STATED PROBLEM ▸ Omit all images. Write out the rest of the material exactly.

========

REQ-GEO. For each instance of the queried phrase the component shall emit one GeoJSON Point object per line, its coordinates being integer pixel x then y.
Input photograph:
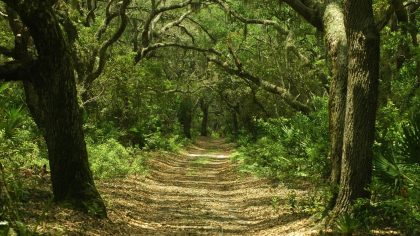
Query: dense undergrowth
{"type": "Point", "coordinates": [24, 161]}
{"type": "Point", "coordinates": [295, 149]}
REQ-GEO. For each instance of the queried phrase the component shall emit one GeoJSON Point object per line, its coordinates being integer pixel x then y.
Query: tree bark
{"type": "Point", "coordinates": [205, 109]}
{"type": "Point", "coordinates": [336, 41]}
{"type": "Point", "coordinates": [361, 103]}
{"type": "Point", "coordinates": [185, 116]}
{"type": "Point", "coordinates": [53, 82]}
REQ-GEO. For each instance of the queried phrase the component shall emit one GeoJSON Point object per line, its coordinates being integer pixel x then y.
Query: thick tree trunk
{"type": "Point", "coordinates": [335, 37]}
{"type": "Point", "coordinates": [235, 124]}
{"type": "Point", "coordinates": [361, 103]}
{"type": "Point", "coordinates": [205, 109]}
{"type": "Point", "coordinates": [57, 110]}
{"type": "Point", "coordinates": [185, 116]}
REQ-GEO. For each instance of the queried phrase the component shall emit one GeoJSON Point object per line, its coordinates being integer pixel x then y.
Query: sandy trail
{"type": "Point", "coordinates": [196, 192]}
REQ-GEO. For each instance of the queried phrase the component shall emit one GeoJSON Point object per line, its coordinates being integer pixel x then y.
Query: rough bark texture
{"type": "Point", "coordinates": [335, 37]}
{"type": "Point", "coordinates": [205, 109]}
{"type": "Point", "coordinates": [55, 90]}
{"type": "Point", "coordinates": [185, 116]}
{"type": "Point", "coordinates": [361, 103]}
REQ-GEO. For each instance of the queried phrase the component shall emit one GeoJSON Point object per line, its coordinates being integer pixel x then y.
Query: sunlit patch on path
{"type": "Point", "coordinates": [196, 192]}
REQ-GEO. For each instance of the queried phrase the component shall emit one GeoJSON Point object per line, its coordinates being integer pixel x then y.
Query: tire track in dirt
{"type": "Point", "coordinates": [199, 192]}
{"type": "Point", "coordinates": [196, 192]}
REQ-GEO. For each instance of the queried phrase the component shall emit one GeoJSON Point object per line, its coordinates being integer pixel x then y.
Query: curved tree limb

========

WORKED ANSWER ▸
REQ-GEO. For each instance of the queried phrase the component shall emit one GeoJSON Point object per line, its coordinates being integer pixel x then y.
Input photograph:
Query: dense undergrowth
{"type": "Point", "coordinates": [24, 161]}
{"type": "Point", "coordinates": [295, 149]}
REQ-GEO. For each instance of the queried phrase the component shall emit one GeoJSON Point object per line, its coordinates being integer pixel x then y.
Query: tree bark
{"type": "Point", "coordinates": [205, 109]}
{"type": "Point", "coordinates": [336, 41]}
{"type": "Point", "coordinates": [361, 103]}
{"type": "Point", "coordinates": [185, 116]}
{"type": "Point", "coordinates": [53, 82]}
REQ-GEO. For each instance of the queried phrase the component shall emit one GeoJSON Point object per line, its coordinates being integer pixel x then y.
Query: thick tree trunk
{"type": "Point", "coordinates": [335, 37]}
{"type": "Point", "coordinates": [235, 124]}
{"type": "Point", "coordinates": [361, 103]}
{"type": "Point", "coordinates": [205, 109]}
{"type": "Point", "coordinates": [57, 110]}
{"type": "Point", "coordinates": [185, 116]}
REQ-GEO. For each instance of the queried phrase the component shall emit one GeoJSON Point object per line, its coordinates being integer pixel x then y.
Query: sandy trail
{"type": "Point", "coordinates": [196, 192]}
REQ-GEO. For each instance of the queried phrase the component shall emit one GeoJSON Point object per line, its coordinates being integer pixel x then y.
Query: rough bark texture
{"type": "Point", "coordinates": [335, 37]}
{"type": "Point", "coordinates": [205, 109]}
{"type": "Point", "coordinates": [55, 90]}
{"type": "Point", "coordinates": [185, 116]}
{"type": "Point", "coordinates": [361, 103]}
REQ-GEO. For each instance of the queried phrase the component shall emit one GeoJSON Point object per line, its coordinates being integer pixel x then y.
Query: sunlit patch on path
{"type": "Point", "coordinates": [196, 192]}
REQ-GEO. For each instance of the queried phrase the component shall emit one GeoJSON Point object per line, its coordinates being integer pixel x then y.
Query: tire track in dirt
{"type": "Point", "coordinates": [199, 192]}
{"type": "Point", "coordinates": [196, 192]}
REQ-GEO. For each instance of the queried phrase the component shall emit one GeoJSON Point object per line, its coordinates being integer pixel x then y.
Query: curved tree limb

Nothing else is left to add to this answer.